Exercise text Block Start
I am thankful that the Lord knows my heart. I am thankful that He chose Scott and I to be Ali's parents. I am thankful, that in the moments I am the most afraid, God is right here, holding me; holding my husband; holding my children. We are never alone and nothing in this life is EVER surprise to Jesus Christ.
The weight of it at times is so heavy, I feel as though I need to simply sit down. Fortunetly, the Lord gave us 6 children to care for, so sitting is something I don't do a lot of. I believe God specifically granted us so many children as they are the reason I rise each day and keep going at times.
Ali has had a really rough 10 months. Life seems fine and then she gets slammed with a simple cold. It knocks her out, brings on awful mucous plugs and plugged trachs. It throws her into asthma attacks and sends us running to the hospital. All of this has been crazy but nothing compared to the last month. It's been tough. Sometimes, downright awful.
For the last 3 weekends in a row, we have had serious complications related to Ali's trach. Each time it is somewhat unexpected and each time I want to scream a little louder that "I am DONE, Lord! Let's move on... PLEASE?!?!?" This last weekend, the circumstances surrounding her trach issues were complete preventable and resulted in the termination of one of Ali's nurses. It was frustrating and I am always left feeling bad after removing a nurse from our home.
Exercise text Block End
Data for analysis Block Start
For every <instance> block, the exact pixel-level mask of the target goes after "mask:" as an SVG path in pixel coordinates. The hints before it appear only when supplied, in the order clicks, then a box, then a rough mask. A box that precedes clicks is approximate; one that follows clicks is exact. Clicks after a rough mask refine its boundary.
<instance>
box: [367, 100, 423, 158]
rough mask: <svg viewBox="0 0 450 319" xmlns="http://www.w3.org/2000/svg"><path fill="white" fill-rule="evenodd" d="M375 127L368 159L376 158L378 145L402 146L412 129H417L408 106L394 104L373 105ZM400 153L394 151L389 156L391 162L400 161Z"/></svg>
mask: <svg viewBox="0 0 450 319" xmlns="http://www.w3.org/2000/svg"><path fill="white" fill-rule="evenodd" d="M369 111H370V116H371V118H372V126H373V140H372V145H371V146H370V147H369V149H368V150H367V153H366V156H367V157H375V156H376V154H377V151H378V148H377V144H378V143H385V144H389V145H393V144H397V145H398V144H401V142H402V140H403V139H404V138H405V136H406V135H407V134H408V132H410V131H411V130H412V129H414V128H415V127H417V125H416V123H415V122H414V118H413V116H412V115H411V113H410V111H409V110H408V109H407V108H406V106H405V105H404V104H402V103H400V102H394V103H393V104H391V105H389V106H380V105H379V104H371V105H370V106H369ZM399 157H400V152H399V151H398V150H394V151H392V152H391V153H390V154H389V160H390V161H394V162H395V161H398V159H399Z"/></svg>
Data for analysis Block End
● **What you should do**
In the post about Ali's health, what happened as a result of last weekend's preventable trach issues?

● **Response area**
One of Ali's nurses was terminated.